Copy each line of the data below word for word, keeping every line in its original order.
────────
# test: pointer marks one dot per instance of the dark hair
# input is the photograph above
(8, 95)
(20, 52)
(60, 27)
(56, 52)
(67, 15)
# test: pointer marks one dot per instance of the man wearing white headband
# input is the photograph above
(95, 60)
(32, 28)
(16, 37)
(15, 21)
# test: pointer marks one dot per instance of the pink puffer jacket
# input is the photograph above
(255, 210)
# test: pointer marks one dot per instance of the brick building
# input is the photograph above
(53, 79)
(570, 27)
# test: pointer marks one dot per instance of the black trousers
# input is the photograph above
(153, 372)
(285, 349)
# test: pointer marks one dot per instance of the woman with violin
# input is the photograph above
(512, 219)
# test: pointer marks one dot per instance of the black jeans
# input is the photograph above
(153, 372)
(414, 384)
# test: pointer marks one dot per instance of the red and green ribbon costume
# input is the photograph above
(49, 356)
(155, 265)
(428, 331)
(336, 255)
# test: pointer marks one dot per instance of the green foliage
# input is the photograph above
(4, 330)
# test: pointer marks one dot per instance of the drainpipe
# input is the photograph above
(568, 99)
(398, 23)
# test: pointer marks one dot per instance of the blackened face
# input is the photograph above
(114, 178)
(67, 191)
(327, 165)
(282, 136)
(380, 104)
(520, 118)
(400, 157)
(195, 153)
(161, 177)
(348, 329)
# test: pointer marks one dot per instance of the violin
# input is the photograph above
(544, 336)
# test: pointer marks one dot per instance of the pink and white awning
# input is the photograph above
────────
• _TASK RESULT_
# test: pointer marks one dot per instance of the dark hair
# input is the photograph above
(8, 95)
(20, 52)
(60, 27)
(56, 52)
(67, 15)
# test: pointer marks one dot per instance of the man wearing white headband
# input is the photograph above
(95, 60)
(32, 28)
(16, 37)
(15, 21)
# test: pointer marks one dot per instance of the pink puffer jacket
# input is the photograph above
(255, 210)
# test: pointer marks one dot per instance of the brick building
# input is the photograph above
(53, 79)
(570, 27)
# test: pointer marks one dot per instance of the black trousers
# input is the photograph above
(153, 372)
(285, 349)
# test: pointer marks one dot per instance of the woman with violin
# input is the photograph above
(512, 219)
# test: pointer marks one dot per instance of the black jeans
# input is the photograph above
(153, 372)
(414, 384)
# test: pointer marks one dot per instance of the red and green ribbon costume
# input is the photograph above
(49, 356)
(155, 265)
(428, 331)
(336, 255)
# test: pointer marks one dot per instance of the green foliage
# input is the photograph above
(4, 330)
# test: pointer marks one dot per instance of the drainpipe
# input is the photograph above
(568, 99)
(398, 23)
# test: pointer marks one dot per instance of the blackened face
# input is the photograph above
(114, 178)
(67, 191)
(327, 165)
(282, 136)
(380, 104)
(520, 118)
(400, 157)
(195, 153)
(161, 177)
(348, 329)
# test: pointer marks one dot per instance of the violin
# input is the photograph above
(544, 336)
# test: pointer marks one dot per instance of the pink and white awning
# input is the photograph above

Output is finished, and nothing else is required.